• [WHAT TO PRODUCE]
Switch "dot" to "point" throughout the listing and write it out again with nothing else changed. Leave the pictures out of your answer.

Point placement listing
** START **
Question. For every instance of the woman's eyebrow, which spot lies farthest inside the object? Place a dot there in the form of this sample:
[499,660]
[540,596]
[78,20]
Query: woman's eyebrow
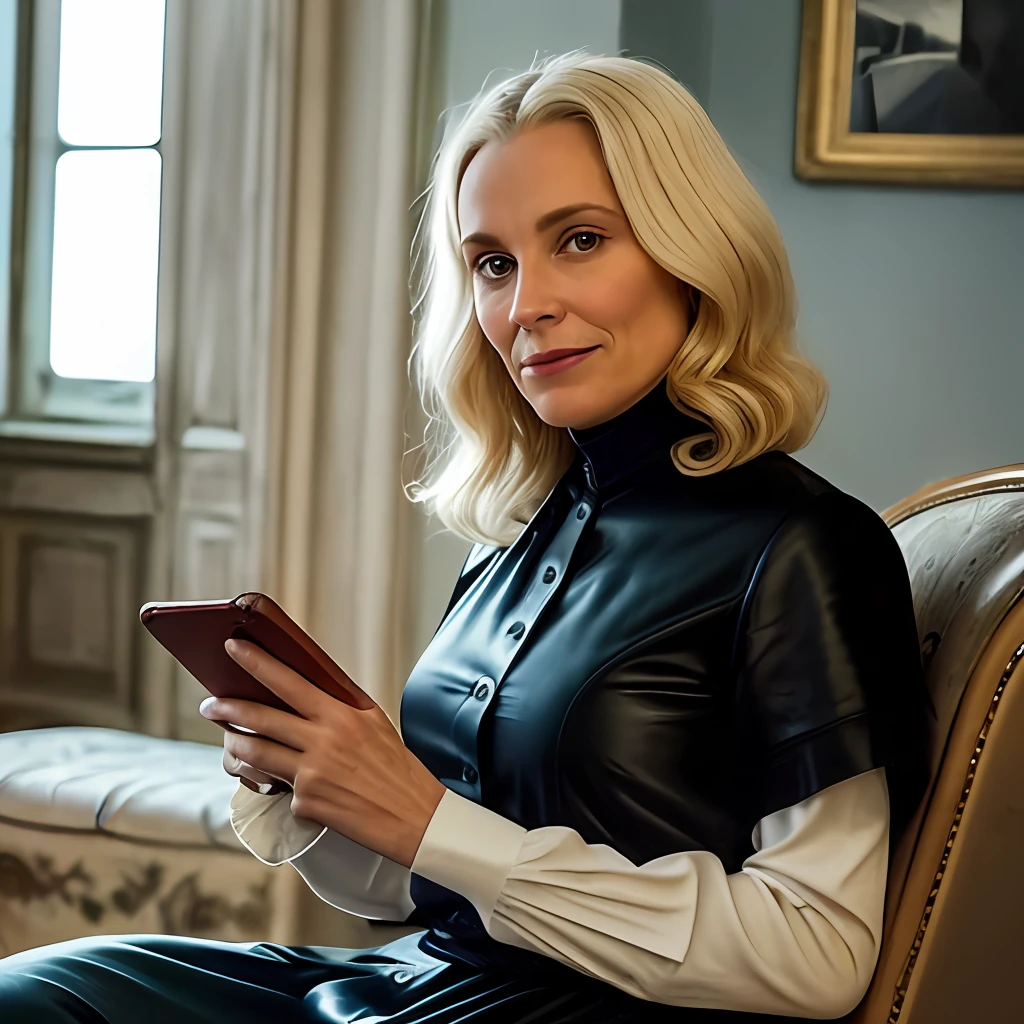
[543,222]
** END **
• [COMPLETED TASK]
Question. For every instance of the woman's eyebrow, which spot lies farthest inside the object? Place a point there in the form of this sample:
[499,660]
[540,596]
[78,20]
Query: woman's eyebrow
[543,222]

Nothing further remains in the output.